→ EXCERPTED PASSAGE

The William Blake Blog

From the Collection: Blake’s Progress – R. F. Nelson

Quite possibly one of the strangest books that I've ever come across - and this from a man who has spent more than half a lifetime poring over Jerusalem the Emanation of the Giant Albion and The Book of Urizen, R. F. "Ray" Nelson's Blake's Progress is a science fiction from 1975 that follows the progress of one William Blake - and, more importantly, his wife Catherine - in their struggle against the time traveller Urizen throughout alternate universes.

While I let that sentence sink in, Radell Faraday Nelson is worthy of attention. Born in 1931 and 86 years young, Nelson began writing and drawing in the 1940s and 1950s. I had jokingly tweeted on first beginning Blake's Progress that it read like a Philip K. Dick take on Blake - not realising at that point that Nelson's first novel, The Ganymede Takeover, was written in collaboration with Dick and that he had been with the writer in the last few days before his death in 1982 (which you can read about on his web site). Most famous for the short story that was turned into John Carpenter's 1988 movie They Live, Nelson himself considers Blake's Progress to be his most successful novel.

→ DATA PROVIDED
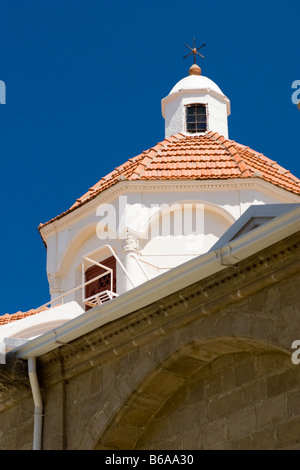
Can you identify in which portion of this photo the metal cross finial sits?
[184,38,205,64]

→ PROBLEMS
1: In the William Blake Blog post on Blake's Progress, which novel did Nelson write in collaboration with Philip K. Dick?
2: Extend the William Blake Blog post on Blake's Progress, picking up after its last sentence.

→ RESPONSES BY TASK
1: The Ganymede Takeover, Nelson's first novel.

2:
The book is bizarre but extremely entertaining - and terribly written in parts, which does add to its charm. After a very brief prologue which introduces the League of the Zoa (more on which below), the story proper begins with Catherine Boucher in 1782 as she meets her future husband. It is Kate who is the hero of the novel - not only does it begin and end with her, but Nelson suggests that she was the real talent behind the partnership: as her husband worked on crazy illuminated books that no one wished to read, Catherine produced the more commercially viable prints that kept body and soul together. It is also William who is the husband in distress, saved by his wife when seduced and taken captive by Urizen and Vala.

The relationship between William and Catherine is one of the most fascinating elements of the book - and Bill does not come out of the comparison well. Throughout the novel he is portrayed as sexually repressed, stubborn to the point of stupidity and selfish through and through - a thoroughly Urizenic figure who, it turns out, fathered Urizen on Vala while travelling through time.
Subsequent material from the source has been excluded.